■ CONSIGNE ■
Recopiez en entier le texte source ci-dessous, sur le cessez-le-feu à Gaza, sans y changer un seul mot.

─── TEXTE SOURCE

De plus, peu de détails concernant la deuxième phase du cessez-le-feu –qui devrait inclure un retrait israélien complet, la mise en place d’une administration technocratique à Gaza et le déploiement d’une mission internationale de stabilisation– ont été convenus. Sans séquence claire ni contrôle extérieur, ce plan risque d’enraciner l’instabilité plutôt que de la résoudre.
Israël a clairement indiqué qu’il ne passerait pas à cette étape suivante tant que le Hamas n’aurait pas restitué les dépouilles des détenus israéliens décédés, une condition que le Hamas peine à remplir.
La violence se propage en Cisjordanie
Le mouvement palestinien, quant à lui, accuse Israël d’instrumentaliser la question des détenus pour maintenir son contrôle militaire.

──────
─── DONNÉES FOURNIES

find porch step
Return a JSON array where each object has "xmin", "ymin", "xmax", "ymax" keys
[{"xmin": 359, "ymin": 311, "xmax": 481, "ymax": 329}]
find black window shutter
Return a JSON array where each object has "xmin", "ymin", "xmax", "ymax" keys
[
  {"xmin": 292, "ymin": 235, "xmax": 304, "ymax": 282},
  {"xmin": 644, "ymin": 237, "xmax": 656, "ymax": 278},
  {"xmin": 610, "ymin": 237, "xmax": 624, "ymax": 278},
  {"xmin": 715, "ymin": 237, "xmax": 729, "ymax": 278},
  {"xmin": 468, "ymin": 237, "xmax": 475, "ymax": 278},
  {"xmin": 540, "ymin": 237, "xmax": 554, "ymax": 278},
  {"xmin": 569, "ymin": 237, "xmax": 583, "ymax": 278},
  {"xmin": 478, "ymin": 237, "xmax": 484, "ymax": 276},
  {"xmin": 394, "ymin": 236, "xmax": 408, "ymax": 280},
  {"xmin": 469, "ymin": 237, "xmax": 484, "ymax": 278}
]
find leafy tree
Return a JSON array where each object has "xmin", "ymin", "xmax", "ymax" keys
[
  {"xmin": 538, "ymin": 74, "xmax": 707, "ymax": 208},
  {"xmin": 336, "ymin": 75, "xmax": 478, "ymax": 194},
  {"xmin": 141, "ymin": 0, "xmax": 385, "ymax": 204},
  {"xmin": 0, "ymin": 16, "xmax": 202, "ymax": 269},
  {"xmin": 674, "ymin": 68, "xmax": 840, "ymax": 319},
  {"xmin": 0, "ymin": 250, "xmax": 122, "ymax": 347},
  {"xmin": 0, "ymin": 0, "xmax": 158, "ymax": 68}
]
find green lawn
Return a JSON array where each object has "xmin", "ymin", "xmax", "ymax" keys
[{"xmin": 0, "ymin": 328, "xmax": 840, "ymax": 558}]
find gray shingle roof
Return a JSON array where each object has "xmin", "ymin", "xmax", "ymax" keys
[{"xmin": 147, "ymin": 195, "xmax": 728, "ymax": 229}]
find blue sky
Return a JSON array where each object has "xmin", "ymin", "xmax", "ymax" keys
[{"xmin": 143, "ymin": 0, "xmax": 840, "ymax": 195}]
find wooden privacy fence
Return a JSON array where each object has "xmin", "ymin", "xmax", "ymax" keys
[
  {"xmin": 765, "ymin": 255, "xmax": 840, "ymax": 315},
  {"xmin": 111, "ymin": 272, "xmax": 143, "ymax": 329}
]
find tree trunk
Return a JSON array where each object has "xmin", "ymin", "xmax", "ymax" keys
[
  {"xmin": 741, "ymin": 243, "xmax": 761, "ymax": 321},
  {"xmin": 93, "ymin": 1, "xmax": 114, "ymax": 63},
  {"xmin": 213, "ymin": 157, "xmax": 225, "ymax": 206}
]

──────

■ VOTRE RÉPONSE ■
De plus, peu de détails concernant la deuxième phase du cessez-le-feu –qui devrait inclure un retrait israélien complet, la mise en place d’une administration technocratique à Gaza et le déploiement d’une mission internationale de stabilisation– ont été convenus. Sans séquence claire ni contrôle extérieur, ce plan risque d’enraciner l’instabilité plutôt que de la résoudre.
Israël a clairement indiqué qu’il ne passerait pas à cette étape suivante tant que le Hamas n’aurait pas restitué les dépouilles des détenus israéliens décédés, une condition que le Hamas peine à remplir.
La violence se propage en Cisjordanie
Le mouvement palestinien, quant à lui, accuse Israël d’instrumentaliser la question des détenus pour maintenir son contrôle militaire.